> Instructions to follow: Copy the data from its first line through the line containing "364], [259, 330]]]", replacing "instance" with "object" everywhere and keeping everything else the same. Give only those lines.

..............................

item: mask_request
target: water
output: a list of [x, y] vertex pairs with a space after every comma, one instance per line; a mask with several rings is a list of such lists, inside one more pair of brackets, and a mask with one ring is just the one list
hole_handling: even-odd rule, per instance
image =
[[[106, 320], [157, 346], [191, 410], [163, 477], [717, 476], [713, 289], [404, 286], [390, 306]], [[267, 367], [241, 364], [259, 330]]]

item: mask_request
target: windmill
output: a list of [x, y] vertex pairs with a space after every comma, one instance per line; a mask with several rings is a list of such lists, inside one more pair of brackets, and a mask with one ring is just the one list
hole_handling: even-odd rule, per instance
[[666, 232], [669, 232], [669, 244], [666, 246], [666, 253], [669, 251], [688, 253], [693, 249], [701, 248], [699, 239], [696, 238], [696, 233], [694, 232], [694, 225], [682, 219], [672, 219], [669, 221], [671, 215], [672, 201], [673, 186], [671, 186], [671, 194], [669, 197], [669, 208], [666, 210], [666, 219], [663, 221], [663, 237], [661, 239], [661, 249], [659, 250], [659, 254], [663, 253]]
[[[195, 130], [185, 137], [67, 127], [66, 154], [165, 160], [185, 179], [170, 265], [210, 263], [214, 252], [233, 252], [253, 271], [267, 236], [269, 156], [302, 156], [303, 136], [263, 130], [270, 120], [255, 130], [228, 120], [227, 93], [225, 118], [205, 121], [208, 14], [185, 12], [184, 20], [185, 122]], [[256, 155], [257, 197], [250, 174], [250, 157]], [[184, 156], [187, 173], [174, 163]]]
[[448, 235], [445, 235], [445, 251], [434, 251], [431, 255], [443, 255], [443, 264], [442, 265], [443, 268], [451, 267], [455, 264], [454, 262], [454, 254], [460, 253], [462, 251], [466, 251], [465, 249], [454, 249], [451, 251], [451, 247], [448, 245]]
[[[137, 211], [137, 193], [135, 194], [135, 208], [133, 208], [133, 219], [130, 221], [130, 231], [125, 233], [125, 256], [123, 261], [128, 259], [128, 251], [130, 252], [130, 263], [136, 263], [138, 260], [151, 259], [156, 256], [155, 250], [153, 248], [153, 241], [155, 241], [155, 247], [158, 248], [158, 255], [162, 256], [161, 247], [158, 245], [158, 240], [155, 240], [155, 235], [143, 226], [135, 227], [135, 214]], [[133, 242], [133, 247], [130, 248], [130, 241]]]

..............................

> Answer to this exercise:
item: mask_request
target: water
output: a list of [x, y] vertex pairs with a space after every comma, one object per line; a mask with several rings is a list of such lists, inside one more pair of brackets, and a mask with one ring is just the one list
hole_handling: even-odd rule, per object
image =
[[[106, 320], [157, 346], [191, 410], [163, 477], [717, 476], [713, 289], [404, 286], [390, 306]], [[267, 367], [241, 364], [259, 330]]]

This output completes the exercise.